▶ **WHAT YOU NEED TO DO**
Identify every line of the material below that contains the string "basketball", and copy each such line in full.

▶ **DATA ENTRIES**
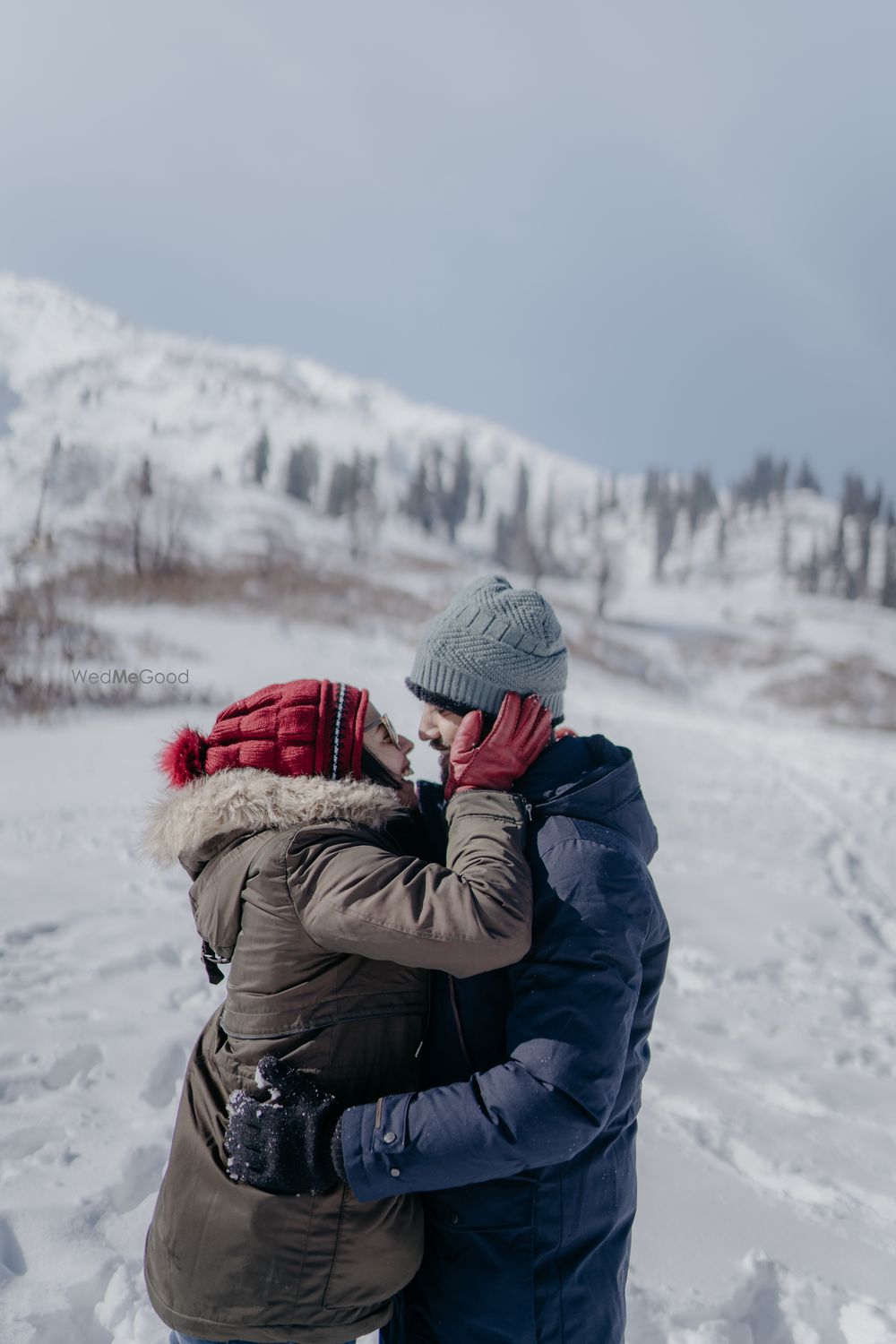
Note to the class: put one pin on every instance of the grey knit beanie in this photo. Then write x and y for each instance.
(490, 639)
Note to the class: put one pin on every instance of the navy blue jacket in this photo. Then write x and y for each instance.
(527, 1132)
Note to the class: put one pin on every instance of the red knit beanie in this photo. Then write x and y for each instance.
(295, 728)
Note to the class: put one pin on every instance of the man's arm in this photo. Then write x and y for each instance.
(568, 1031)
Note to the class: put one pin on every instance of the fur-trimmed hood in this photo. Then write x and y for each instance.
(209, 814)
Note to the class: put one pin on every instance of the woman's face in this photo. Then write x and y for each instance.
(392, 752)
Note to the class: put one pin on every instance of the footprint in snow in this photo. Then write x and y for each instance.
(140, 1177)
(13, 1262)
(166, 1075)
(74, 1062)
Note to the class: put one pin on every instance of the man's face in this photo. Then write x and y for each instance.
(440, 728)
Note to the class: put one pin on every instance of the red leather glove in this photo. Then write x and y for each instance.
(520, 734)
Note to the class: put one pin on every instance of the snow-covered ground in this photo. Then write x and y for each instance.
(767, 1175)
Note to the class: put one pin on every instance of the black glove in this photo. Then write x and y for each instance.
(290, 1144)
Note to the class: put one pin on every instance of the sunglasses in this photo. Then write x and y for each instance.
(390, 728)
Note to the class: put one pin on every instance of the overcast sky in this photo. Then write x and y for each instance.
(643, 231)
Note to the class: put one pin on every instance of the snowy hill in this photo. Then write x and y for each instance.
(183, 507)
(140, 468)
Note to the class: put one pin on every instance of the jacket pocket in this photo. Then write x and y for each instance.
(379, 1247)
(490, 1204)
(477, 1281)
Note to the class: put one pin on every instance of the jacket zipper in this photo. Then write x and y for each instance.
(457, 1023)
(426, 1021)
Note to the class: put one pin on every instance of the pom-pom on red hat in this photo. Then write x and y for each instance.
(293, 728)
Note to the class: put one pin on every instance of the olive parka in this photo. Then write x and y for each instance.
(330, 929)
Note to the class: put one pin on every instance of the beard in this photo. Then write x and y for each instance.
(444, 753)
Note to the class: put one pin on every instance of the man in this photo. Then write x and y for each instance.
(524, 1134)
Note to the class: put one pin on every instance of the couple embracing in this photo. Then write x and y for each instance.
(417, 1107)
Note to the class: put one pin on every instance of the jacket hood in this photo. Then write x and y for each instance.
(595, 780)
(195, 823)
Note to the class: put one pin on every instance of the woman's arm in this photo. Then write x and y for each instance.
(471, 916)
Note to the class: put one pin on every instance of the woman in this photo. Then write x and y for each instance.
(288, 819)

...

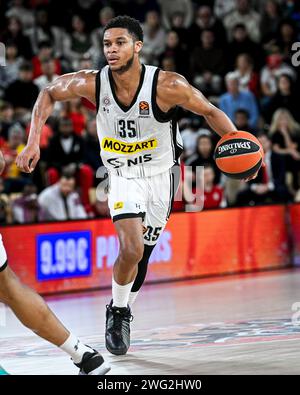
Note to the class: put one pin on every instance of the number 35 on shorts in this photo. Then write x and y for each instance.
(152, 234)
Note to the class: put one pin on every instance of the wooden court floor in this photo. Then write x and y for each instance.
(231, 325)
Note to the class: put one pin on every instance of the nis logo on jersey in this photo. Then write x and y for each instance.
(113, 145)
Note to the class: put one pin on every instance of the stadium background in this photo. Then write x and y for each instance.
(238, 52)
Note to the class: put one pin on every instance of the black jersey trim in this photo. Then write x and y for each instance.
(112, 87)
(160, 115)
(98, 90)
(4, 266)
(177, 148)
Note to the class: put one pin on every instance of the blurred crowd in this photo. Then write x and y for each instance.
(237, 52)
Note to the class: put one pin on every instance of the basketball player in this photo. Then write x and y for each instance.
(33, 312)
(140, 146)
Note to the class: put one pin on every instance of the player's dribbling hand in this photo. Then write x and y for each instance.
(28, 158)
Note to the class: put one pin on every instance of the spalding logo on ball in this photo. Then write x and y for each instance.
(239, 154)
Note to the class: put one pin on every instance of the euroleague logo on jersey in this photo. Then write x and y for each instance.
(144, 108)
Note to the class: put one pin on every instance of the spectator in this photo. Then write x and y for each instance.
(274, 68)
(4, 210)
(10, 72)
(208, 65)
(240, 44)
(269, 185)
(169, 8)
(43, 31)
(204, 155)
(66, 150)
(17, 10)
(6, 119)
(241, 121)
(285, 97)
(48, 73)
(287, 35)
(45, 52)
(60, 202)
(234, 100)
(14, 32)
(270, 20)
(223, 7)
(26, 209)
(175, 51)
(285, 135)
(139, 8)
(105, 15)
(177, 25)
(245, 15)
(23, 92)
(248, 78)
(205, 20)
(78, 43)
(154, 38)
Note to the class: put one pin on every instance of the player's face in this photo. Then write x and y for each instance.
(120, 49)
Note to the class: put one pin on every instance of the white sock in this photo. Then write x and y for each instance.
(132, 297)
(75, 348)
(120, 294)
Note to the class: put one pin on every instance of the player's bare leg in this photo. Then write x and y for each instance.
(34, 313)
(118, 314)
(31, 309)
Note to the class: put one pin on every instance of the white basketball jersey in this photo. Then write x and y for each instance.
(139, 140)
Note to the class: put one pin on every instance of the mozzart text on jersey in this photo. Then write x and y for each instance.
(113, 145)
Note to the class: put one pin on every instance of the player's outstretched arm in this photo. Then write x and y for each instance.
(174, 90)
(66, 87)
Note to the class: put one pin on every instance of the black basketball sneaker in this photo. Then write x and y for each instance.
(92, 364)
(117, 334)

▶ **EXERCISE OUTPUT**
Note to the class: put one pin on every instance of the basketball player in this photo. Then write x and y for each instance.
Note to the class: put one pin on every instance of the white basketball jersey in this photo. Then write x and y for each instance.
Note to the class: put one pin on every instance of the black basketball sneaker in this photo. Then write x and y for each instance.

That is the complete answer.